## Start Task inputs

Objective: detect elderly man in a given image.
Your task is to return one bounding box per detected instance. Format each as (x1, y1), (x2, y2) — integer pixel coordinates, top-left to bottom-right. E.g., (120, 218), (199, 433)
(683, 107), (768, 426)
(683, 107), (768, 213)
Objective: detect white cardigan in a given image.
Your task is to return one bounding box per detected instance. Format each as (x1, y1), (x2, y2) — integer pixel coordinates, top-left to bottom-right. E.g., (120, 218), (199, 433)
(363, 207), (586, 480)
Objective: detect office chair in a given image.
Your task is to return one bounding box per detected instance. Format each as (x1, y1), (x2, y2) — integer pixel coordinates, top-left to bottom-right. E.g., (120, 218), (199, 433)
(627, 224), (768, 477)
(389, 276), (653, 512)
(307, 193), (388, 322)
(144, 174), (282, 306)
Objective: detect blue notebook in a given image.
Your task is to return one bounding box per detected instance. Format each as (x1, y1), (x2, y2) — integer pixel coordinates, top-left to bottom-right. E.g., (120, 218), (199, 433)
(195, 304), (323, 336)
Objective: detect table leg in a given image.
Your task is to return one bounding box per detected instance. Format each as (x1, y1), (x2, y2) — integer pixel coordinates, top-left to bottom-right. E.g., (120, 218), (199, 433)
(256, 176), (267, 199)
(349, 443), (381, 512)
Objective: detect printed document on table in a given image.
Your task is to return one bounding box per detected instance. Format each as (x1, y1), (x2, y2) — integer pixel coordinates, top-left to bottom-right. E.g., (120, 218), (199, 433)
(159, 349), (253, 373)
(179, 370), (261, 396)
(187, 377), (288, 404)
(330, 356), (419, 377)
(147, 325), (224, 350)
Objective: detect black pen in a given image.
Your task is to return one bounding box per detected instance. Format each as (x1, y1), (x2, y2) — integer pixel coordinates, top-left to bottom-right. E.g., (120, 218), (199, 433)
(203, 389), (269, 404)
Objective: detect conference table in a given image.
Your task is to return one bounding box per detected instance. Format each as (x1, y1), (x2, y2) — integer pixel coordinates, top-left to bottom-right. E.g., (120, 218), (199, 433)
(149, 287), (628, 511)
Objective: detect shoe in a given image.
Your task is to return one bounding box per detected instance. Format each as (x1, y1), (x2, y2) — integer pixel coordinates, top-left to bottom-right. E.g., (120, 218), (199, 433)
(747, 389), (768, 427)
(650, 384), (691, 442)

## End Task inputs

#### [What needs to be done]
Recast every line of the items above as a Markdown table with two columns, Number and Line. Number the rows and leave out blank lines.

#### [Complete response]
| Number | Line |
|---|---|
| 1 | Objective: detect elderly man in a given image. |
| 2 | Your task is to return one bounding box per detected instance. Format each as (x1, y1), (x2, y2) — integer pixel coordinates, top-left to bottom-right. E.g., (120, 218), (199, 433) |
| 3 | (683, 107), (768, 426) |
| 4 | (683, 107), (768, 213) |
| 5 | Objective: detect white cardigan in a given image. |
| 6 | Your task is to return one bounding box per detected instance. Format each as (x1, y1), (x2, y2) — integer pixel coordinates, top-left to bottom-right. E.g., (120, 218), (199, 433) |
| 7 | (363, 207), (586, 480) |
| 8 | Objective: detect office chair in a given image. |
| 9 | Your task is to return one bounding box per detected instance. Format each as (x1, y1), (x2, y2) — integer pixel coordinates, top-left to bottom-right. E.g., (120, 218), (199, 433) |
| 10 | (627, 224), (768, 477) |
| 11 | (389, 276), (653, 512) |
| 12 | (307, 193), (388, 322) |
| 13 | (144, 174), (282, 306) |
| 14 | Objective: detect blue notebook in a given image. |
| 15 | Your task is to return one bounding box per detected instance. Format each as (x1, y1), (x2, y2) — integer pixel coordinates, top-left to bottom-right. E.g., (120, 218), (199, 433) |
| 16 | (195, 304), (323, 336) |
| 17 | Objective: detect table leg in a given image. |
| 18 | Your task is to return one bounding box per detected instance. Format each as (x1, y1), (x2, y2) — integer pixel coordinates, top-left to bottom-right. E.g., (120, 218), (199, 433) |
| 19 | (256, 176), (267, 199) |
| 20 | (349, 443), (381, 512) |
| 21 | Objective: detect printed document on table in a given image. |
| 22 | Your task is to return one bounding box per detected instance. Format each as (x1, y1), (x2, y2) — integer pixel coordinates, top-left to bottom-right. E.g., (120, 218), (199, 433) |
| 23 | (159, 349), (253, 373) |
| 24 | (179, 370), (261, 396) |
| 25 | (187, 377), (288, 404) |
| 26 | (330, 356), (419, 377) |
| 27 | (147, 325), (224, 350) |
| 28 | Objective: detect black pen in a given image. |
| 29 | Your task is to return one bounding box per detected instance. Format each as (x1, y1), (x2, y2) — integer pixel coordinates, top-left to bottom-right. E.g., (120, 218), (199, 433) |
| 30 | (203, 389), (269, 404) |
| 31 | Objective: detect conference table in a given image. |
| 32 | Your task is to return one bounding box per detected instance. Format each as (x1, y1), (x2, y2) — integer pixel coordinates, top-left to bottom-right. E.g., (120, 218), (199, 433) |
| 33 | (149, 287), (628, 511) |
| 34 | Objective: detect shoe in a given image. |
| 35 | Your task is to return one bounding box per detected instance. Format each as (x1, y1), (x2, y2) — integer pixel coordinates, top-left to bottom-right. E.g., (120, 218), (199, 433) |
| 36 | (747, 389), (768, 427) |
| 37 | (650, 384), (691, 442) |